● **EXERCISE**
What is needed is an exact copy of the entries below, from the line that contains "Target: man's arm" through the final line, both included, and nothing else.

● **LISTED RECORDS**
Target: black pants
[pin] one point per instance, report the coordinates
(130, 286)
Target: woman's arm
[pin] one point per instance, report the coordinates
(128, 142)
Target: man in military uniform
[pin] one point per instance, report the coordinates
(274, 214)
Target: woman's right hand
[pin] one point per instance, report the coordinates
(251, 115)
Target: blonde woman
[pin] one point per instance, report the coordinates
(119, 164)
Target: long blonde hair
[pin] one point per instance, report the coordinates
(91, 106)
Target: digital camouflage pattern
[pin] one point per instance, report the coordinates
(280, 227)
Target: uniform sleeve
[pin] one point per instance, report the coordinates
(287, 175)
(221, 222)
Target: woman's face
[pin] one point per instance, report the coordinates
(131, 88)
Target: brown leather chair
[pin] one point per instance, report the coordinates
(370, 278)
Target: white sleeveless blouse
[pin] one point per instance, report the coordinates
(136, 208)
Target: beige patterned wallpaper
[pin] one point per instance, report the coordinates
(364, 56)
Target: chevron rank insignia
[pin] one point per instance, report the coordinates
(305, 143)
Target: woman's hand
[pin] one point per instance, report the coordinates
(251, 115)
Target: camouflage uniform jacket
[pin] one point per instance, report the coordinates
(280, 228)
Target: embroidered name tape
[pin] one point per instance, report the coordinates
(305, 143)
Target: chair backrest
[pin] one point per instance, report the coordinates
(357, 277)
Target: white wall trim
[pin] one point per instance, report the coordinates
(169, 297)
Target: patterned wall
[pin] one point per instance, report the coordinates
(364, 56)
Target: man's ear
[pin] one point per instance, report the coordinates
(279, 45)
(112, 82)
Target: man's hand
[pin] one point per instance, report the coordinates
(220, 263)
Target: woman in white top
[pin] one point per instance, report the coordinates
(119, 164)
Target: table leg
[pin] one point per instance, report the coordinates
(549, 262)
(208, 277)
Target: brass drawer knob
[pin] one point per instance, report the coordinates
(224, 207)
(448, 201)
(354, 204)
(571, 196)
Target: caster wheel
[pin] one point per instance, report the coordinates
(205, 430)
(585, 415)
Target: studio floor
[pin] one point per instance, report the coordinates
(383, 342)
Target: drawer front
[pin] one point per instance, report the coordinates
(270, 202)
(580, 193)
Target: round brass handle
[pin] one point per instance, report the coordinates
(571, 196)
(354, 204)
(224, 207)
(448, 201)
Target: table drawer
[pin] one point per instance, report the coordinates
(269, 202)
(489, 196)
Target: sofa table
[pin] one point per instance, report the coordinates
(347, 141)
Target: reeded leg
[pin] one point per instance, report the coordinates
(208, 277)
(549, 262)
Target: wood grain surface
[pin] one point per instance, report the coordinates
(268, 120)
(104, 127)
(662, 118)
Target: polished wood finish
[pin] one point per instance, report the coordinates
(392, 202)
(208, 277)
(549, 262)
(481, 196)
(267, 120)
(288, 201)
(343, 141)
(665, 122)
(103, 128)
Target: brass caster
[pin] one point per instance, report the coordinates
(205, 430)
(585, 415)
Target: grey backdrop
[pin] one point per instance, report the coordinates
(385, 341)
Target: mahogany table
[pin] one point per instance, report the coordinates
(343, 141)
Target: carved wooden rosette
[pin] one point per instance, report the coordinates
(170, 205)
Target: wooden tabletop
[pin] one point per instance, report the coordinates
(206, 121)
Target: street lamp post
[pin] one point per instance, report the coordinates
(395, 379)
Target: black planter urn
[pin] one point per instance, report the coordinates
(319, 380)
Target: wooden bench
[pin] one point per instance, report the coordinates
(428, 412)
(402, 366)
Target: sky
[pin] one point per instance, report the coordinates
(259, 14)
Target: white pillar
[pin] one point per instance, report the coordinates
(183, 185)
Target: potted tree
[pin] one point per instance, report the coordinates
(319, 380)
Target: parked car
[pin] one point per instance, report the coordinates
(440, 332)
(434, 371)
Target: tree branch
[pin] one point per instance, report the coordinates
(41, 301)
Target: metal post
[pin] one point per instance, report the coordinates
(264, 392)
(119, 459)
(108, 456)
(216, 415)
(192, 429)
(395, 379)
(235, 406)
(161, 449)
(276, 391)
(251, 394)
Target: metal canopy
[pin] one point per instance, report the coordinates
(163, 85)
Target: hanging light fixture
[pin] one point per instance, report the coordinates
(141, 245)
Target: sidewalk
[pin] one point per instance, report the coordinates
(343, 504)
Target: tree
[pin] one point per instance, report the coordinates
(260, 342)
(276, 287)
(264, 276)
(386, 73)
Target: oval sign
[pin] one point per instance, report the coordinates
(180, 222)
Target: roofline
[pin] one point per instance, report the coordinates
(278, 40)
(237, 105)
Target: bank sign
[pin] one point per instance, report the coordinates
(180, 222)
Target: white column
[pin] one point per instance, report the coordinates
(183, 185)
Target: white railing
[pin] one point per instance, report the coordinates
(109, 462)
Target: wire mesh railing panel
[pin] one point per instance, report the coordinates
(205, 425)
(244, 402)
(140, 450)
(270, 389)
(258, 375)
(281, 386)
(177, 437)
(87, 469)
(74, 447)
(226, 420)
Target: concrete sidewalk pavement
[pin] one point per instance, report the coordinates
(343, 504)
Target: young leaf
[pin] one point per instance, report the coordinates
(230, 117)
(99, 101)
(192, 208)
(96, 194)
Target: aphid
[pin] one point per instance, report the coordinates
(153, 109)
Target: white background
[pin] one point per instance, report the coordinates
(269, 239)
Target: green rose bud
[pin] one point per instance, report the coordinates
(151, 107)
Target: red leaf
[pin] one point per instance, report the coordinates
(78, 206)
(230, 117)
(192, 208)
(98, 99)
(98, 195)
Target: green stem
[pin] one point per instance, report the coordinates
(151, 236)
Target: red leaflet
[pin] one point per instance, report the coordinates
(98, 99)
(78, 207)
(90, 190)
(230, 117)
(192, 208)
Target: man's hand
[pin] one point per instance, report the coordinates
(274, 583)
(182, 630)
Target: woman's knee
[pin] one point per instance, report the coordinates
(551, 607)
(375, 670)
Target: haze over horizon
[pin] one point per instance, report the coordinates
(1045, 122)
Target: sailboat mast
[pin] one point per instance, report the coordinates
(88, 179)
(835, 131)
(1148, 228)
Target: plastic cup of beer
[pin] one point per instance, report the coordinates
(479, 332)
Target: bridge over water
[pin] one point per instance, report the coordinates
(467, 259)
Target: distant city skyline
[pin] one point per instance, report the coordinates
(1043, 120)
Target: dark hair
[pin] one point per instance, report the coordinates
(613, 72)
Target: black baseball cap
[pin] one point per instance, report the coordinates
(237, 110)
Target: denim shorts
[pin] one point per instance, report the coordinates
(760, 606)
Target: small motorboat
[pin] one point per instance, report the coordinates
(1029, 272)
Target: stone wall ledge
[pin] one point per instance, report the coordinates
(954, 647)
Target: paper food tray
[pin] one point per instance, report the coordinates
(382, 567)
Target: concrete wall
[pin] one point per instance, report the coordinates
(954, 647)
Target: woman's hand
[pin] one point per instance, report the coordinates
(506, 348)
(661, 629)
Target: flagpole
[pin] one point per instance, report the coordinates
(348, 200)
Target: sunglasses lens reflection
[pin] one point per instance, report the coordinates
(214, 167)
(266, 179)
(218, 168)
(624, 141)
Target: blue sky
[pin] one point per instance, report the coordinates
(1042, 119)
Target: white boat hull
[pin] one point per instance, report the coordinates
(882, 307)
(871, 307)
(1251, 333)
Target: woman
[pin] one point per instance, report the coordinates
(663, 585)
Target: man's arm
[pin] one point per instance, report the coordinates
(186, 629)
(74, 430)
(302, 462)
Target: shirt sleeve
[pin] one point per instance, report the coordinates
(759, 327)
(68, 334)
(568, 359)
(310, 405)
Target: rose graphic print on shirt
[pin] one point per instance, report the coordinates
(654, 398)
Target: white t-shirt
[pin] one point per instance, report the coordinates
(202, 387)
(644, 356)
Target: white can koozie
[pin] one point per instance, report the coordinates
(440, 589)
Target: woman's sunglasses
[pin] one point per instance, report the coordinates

● **OUTPUT OF THE EXERCISE**
Target: man's arm
[pin] one point per instance, report the coordinates
(186, 629)
(74, 430)
(302, 462)
Target: shirt sleeve
[pin] one point per instance, report the coordinates
(759, 327)
(68, 334)
(568, 359)
(310, 405)
Target: rose graphic print on shirt
[pin] one point per instance, report the coordinates
(654, 398)
Target: white t-shirt
[pin] one point per instance, report the coordinates
(202, 387)
(644, 356)
Target: white can koozie
[pin] one point per instance, report the coordinates
(440, 589)
Target: woman's sunglasses
[pin] one point per instance, report the coordinates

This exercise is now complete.